• [TASK REQUIREMENTS]:
To complete the exercise, repeat every record exactly as it stands.

• [Saved entries]:
⟨

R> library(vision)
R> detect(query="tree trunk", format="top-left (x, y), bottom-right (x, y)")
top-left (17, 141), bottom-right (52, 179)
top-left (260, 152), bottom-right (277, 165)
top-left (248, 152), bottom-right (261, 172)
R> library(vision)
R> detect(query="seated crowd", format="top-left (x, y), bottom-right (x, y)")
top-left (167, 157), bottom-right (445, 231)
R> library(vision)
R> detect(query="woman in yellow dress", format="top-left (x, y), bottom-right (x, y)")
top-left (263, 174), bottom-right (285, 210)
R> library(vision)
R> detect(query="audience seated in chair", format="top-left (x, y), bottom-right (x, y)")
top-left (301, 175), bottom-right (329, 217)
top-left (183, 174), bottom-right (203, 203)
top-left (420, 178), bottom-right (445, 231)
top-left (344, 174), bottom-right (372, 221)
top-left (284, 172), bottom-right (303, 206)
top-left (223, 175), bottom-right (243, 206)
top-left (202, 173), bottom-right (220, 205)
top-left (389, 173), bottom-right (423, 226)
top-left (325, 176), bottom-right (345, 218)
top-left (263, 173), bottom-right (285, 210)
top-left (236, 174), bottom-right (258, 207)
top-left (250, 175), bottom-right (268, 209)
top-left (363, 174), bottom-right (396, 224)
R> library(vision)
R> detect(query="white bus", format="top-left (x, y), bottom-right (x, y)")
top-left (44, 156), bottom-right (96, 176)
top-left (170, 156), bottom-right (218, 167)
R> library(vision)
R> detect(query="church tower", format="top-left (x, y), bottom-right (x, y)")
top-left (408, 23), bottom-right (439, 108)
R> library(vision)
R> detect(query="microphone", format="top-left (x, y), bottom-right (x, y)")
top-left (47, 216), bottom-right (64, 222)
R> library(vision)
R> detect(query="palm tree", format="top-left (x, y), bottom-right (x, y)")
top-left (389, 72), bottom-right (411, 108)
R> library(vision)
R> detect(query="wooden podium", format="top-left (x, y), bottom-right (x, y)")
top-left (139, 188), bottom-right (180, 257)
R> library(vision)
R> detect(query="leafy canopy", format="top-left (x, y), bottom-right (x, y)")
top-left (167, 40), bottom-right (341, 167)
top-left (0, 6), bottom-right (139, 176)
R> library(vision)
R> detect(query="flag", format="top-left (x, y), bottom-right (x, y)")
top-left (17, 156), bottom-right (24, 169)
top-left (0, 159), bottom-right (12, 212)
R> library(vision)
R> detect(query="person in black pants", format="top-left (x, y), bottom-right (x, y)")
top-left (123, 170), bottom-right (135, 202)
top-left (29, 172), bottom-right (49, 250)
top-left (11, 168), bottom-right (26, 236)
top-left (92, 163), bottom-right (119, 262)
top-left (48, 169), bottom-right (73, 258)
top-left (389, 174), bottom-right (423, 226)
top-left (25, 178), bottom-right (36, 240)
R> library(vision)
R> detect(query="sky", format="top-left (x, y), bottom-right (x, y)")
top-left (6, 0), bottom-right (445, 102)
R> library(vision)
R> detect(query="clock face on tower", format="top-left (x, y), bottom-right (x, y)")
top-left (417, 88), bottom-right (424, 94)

⟩

• [RESPONSE]:
R> library(vision)
R> detect(query="tree trunk", format="top-left (x, y), bottom-right (x, y)")
top-left (17, 141), bottom-right (52, 179)
top-left (260, 152), bottom-right (277, 165)
top-left (248, 152), bottom-right (261, 172)
R> library(vision)
R> detect(query="seated crowd", format="top-left (x, y), bottom-right (x, y)")
top-left (167, 157), bottom-right (445, 231)
R> library(vision)
R> detect(query="woman in yellow dress", format="top-left (x, y), bottom-right (x, y)")
top-left (263, 174), bottom-right (285, 210)
R> library(vision)
R> detect(query="audience seated in chair", format="top-left (x, y), bottom-right (x, y)")
top-left (301, 175), bottom-right (329, 217)
top-left (183, 174), bottom-right (203, 203)
top-left (420, 178), bottom-right (445, 231)
top-left (344, 174), bottom-right (372, 221)
top-left (284, 172), bottom-right (303, 206)
top-left (223, 175), bottom-right (243, 206)
top-left (202, 173), bottom-right (220, 205)
top-left (389, 173), bottom-right (423, 226)
top-left (325, 176), bottom-right (345, 218)
top-left (263, 173), bottom-right (285, 210)
top-left (236, 174), bottom-right (258, 207)
top-left (250, 175), bottom-right (268, 209)
top-left (363, 174), bottom-right (396, 224)
R> library(vision)
R> detect(query="white bus", format="top-left (x, y), bottom-right (x, y)")
top-left (44, 156), bottom-right (96, 176)
top-left (170, 156), bottom-right (218, 167)
R> library(vision)
R> detect(query="church tower", format="top-left (x, y), bottom-right (x, y)")
top-left (408, 23), bottom-right (439, 108)
R> library(vision)
R> detect(query="microphone", format="top-left (x, y), bottom-right (x, y)")
top-left (47, 216), bottom-right (64, 222)
R> library(vision)
R> detect(query="palm tree", format="top-left (x, y), bottom-right (x, y)")
top-left (389, 72), bottom-right (411, 108)
R> library(vision)
R> detect(query="wooden podium", format="top-left (x, y), bottom-right (x, y)")
top-left (139, 188), bottom-right (180, 257)
R> library(vision)
R> detect(query="leafy canopy", format="top-left (x, y), bottom-right (x, y)")
top-left (167, 40), bottom-right (341, 167)
top-left (0, 6), bottom-right (139, 176)
R> library(vision)
R> detect(query="flag", format="top-left (x, y), bottom-right (x, y)")
top-left (17, 156), bottom-right (24, 169)
top-left (0, 159), bottom-right (12, 212)
R> library(vision)
R> detect(query="person in black pants", format="top-left (x, y), bottom-right (x, y)")
top-left (123, 170), bottom-right (135, 202)
top-left (29, 172), bottom-right (49, 250)
top-left (11, 168), bottom-right (26, 236)
top-left (92, 163), bottom-right (119, 262)
top-left (48, 169), bottom-right (73, 258)
top-left (389, 174), bottom-right (423, 226)
top-left (25, 178), bottom-right (36, 240)
R> library(vision)
R> detect(query="sky", format="top-left (x, y), bottom-right (x, y)")
top-left (6, 0), bottom-right (445, 102)
R> library(vision)
R> detect(query="clock face on tower", format="top-left (x, y), bottom-right (x, y)")
top-left (417, 88), bottom-right (424, 94)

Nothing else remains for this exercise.